- TEXTO DE LECTURA

En la primera parte de vuestra carta, allí donde habláis de las consecuencias que puede tener para el movimiento occidental una escisión del partido ruso y de su núcleo dirigente, habláis indistintamente de todos los camaradas dirigentes rusos, no hacéis ninguna distinción entre los camaradas que están al frente del Comité Central y los dirigentes de la oposición. En la segunda página de la carta escrita por Antonio se invita a los camaradas rusos a «reflexionar y a ser más conscientes de su responsabilidad». No hay ninguna referencia a una posible distinción entre ellos... La única conclusión posible es que el Politburó del Partido Comunista italiano considera que todos son responsables, que hay que llamar a todos al orden. Es cierto que al final de la carta se corrige esta actitud. Se dice que Zinóviev, Kámenev y Trotski son «los principales» responsables de la situación y se añade: «Queremos estar seguros de que la mayoría del Comité Central del Partido Comunista de la URSS no pretende abusar de su victoria en la lucha y está dispuesta a evitar las medidas excesivas». La expresión «Queremos estar seguros» tiene un valor de limitación, es decir, se quiere significar con ella que no se está seguro. Ahora bien, aparte de las consideraciones sobre la oportunidad de intervenir en el actual debate ruso atribuyendo un poco de culpa incluso a la mayoría del Comité Central, aparte del hecho de que esta posición no puede dejar de pesar en beneficio total de la oposición, aparte de estas consideraciones de oportunidad, ¿puede afirmarse que la mayoría del Comité Central tenga también una parte de culpa?

 

 

Togliatti lo excluía. Estaba completamente de acuerdo con las posiciones del grupo Stalin-Bujarin y le parecía justo que la lucha contra el grupo Zinóviev-Kámenev-Trotski llegase a consecuencias extremas. Por eso no compartía la posición expresada en la carta de Gramsci, ni siquiera su llamamiento a evitar las «medidas excesivas» contra el bloque de la oposición.

- EJERCICIO
Reanude el texto sobre la carta de Gramsci y la lucha interna del partido ruso a partir del punto en que termina. El listado procede de una fuente distinta a la del texto.

- DATOS ALMACENADOS
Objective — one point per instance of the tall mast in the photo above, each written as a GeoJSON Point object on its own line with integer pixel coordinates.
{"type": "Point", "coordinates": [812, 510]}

- RESPUESTA ESPERADA
Sin duda, hay un rigor en la vida interna del Partido Comunista de la Unión Soviética, pero debe haberlo. Si los partidos occidentales quisiesen intervenir cerca del grupo dirigente para hacer desaparecer este rigor, cometerían un grave error... Es justo que los demás partidos observen con preocupación la agudización de la crisis del Partido Comunista ruso, y es justo que intenten, en la medida de sus posibilidades, hacer que sea menos aguda. Pero es indudable que cuando se está de acuerdo con la línea del Comité Central, el mejor modo de contribuir a superar la crisis es expresar la propia adhesión a esta línea sin limitación alguna.

 

 

 

Después de leer la contestación de Togliatti, Gramsci no cambió de parecer. Lo cuenta el mismo Togliatti en una carta a Giansiro Ferrata:

 

«Gramsci recibió mi carta, a través de un miembro de la representación soviética en Roma. Probablemente hiciera una lectura rápida de la misma en una de las oficinas de dicha representación, donde le había sido entregada, y contestó enseguida con una breve nota en la que no aceptaba mi argumentación».

 

 

Fue el último contacto directo entre Gramsci y Togliatti. No volvieron a verse ni a escribirse nunca más.

 

 

Entre el 23 y el 26 de octubre se celebró en Moscú una reunión plenaria del Comité Central y de la Comisión Central de Control. La exhortación de Gramsci a evitar las «medidas excesivas» no encontró, naturalmente, eco alguno. El grupo Stalin-Bujarin estaba decidido a vencer completamente sin reservas. Los primeros resultados fueron la expulsión de Trotski del Politburó, la destitución de Zinóviev de su cargo de presidente de la Internacional (en el que le sustituyó Bujarin) y la expulsión de Kámenev del Politburó (en julio había tenido que ceder ya a Mikoyán su puesto de comisario para el comercio exterior).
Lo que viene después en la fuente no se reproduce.